• TASK STATEMENT:
Copy out word for word everything from the start of the records down to and including the line that contains "[126,60,136,73]". Leave the pictures out of your answer.

• AVAILABLE RECORDS:
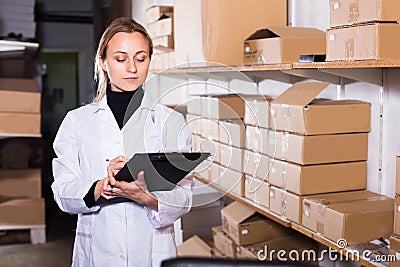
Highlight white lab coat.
[52,91,193,267]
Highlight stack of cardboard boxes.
[267,82,370,226]
[0,0,36,38]
[326,0,400,61]
[146,6,175,70]
[389,155,400,266]
[0,78,45,243]
[178,202,317,261]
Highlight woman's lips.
[124,77,139,82]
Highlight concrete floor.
[0,198,76,267]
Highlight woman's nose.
[126,60,136,73]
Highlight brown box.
[219,120,246,148]
[177,235,212,258]
[221,202,293,245]
[396,155,400,195]
[269,186,301,223]
[217,166,244,196]
[145,6,174,24]
[301,191,394,245]
[243,96,271,128]
[0,169,42,198]
[174,0,287,66]
[219,144,243,172]
[389,235,400,267]
[0,90,40,113]
[330,0,400,28]
[212,226,236,259]
[269,131,368,165]
[0,112,40,134]
[268,160,367,195]
[246,125,269,155]
[244,26,326,65]
[271,82,371,135]
[393,195,400,235]
[244,178,269,208]
[0,197,45,226]
[326,23,400,61]
[243,150,271,181]
[0,78,39,92]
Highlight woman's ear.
[100,58,107,72]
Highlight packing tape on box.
[348,0,360,24]
[281,162,288,189]
[345,38,354,59]
[281,132,289,160]
[282,104,292,132]
[281,190,287,218]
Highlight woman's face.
[102,32,150,92]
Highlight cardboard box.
[389,235,400,267]
[396,155,400,195]
[268,160,367,195]
[219,120,246,148]
[244,175,269,208]
[0,112,40,134]
[246,126,269,155]
[244,96,271,128]
[145,6,174,24]
[326,23,400,61]
[0,78,39,92]
[212,226,236,259]
[271,82,371,135]
[152,34,174,52]
[301,191,394,245]
[243,26,326,65]
[221,202,293,245]
[0,90,40,113]
[217,166,244,196]
[174,0,287,66]
[393,195,400,235]
[0,169,42,198]
[330,0,400,28]
[201,95,244,120]
[177,235,212,257]
[186,96,203,115]
[219,144,243,172]
[200,138,220,162]
[243,150,270,181]
[147,17,174,38]
[269,185,301,223]
[269,131,368,165]
[0,197,45,226]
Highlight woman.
[52,18,193,267]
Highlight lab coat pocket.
[153,225,176,259]
[72,223,92,267]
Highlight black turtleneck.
[106,87,144,129]
[83,87,144,208]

• FINAL ANSWER:
Highlight white lab coat.
[52,91,193,267]
Highlight stack of cardboard boxes.
[267,82,370,226]
[0,0,36,38]
[326,0,400,61]
[146,6,175,70]
[389,155,400,266]
[0,78,45,243]
[178,202,317,261]
Highlight woman's lips.
[124,77,139,82]
Highlight concrete floor.
[0,198,76,267]
Highlight woman's nose.
[126,60,136,73]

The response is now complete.